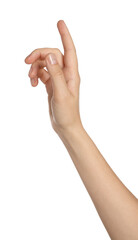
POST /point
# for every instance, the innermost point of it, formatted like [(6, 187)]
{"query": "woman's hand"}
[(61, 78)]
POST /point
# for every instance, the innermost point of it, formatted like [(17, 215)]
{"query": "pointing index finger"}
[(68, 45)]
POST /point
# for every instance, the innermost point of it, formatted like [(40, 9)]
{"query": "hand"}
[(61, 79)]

====

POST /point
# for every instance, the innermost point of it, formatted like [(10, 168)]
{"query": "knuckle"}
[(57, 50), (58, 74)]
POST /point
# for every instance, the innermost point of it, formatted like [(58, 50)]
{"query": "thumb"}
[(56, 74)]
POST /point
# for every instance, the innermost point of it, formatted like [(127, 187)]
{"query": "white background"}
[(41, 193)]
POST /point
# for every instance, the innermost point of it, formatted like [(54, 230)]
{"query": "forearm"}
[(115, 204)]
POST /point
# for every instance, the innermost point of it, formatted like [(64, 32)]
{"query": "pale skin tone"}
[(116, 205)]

====

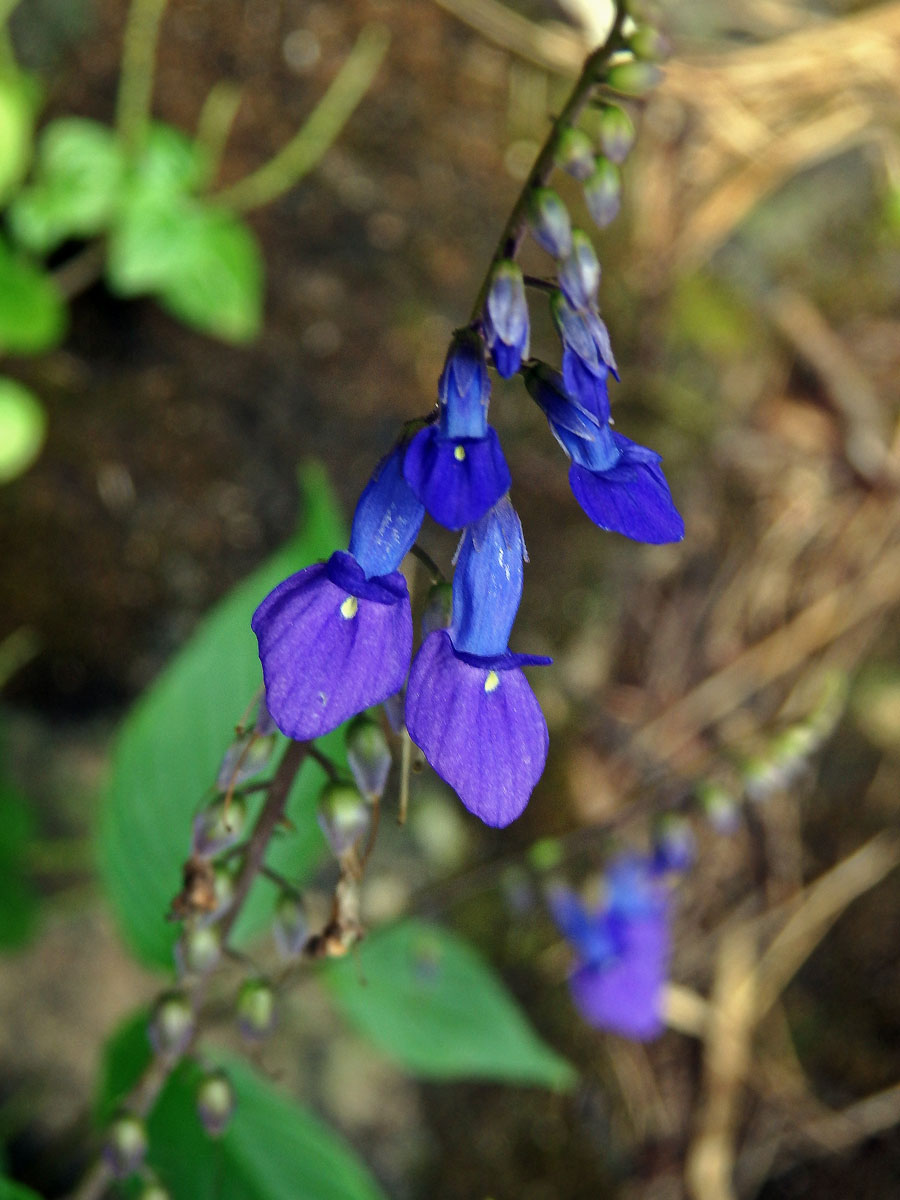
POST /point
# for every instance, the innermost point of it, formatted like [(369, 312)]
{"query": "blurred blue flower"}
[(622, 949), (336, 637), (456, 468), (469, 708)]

====

Exercise directions
In the material above, find each line containing the word "formatted" and copy it.

Task answer
# for every instance, the innermost point of it, formatted like [(6, 187)]
# for every instance, the innermost point of it, formatted like [(17, 215)]
# for every instance, the innermost point of it, formatted like [(40, 9)]
# for every instance, the innermost point of it, formatted like [(10, 168)]
# for every instance, the innermost point of it, formatted like [(58, 50)]
# for every instance, the innermost point of it, formatted like [(127, 187)]
# for every instance, the innermost point of it, formatted like [(54, 230)]
# for every instance, the innermost point of it, formatted like [(64, 32)]
# for every instance, the innermost point of it, formatted like [(369, 312)]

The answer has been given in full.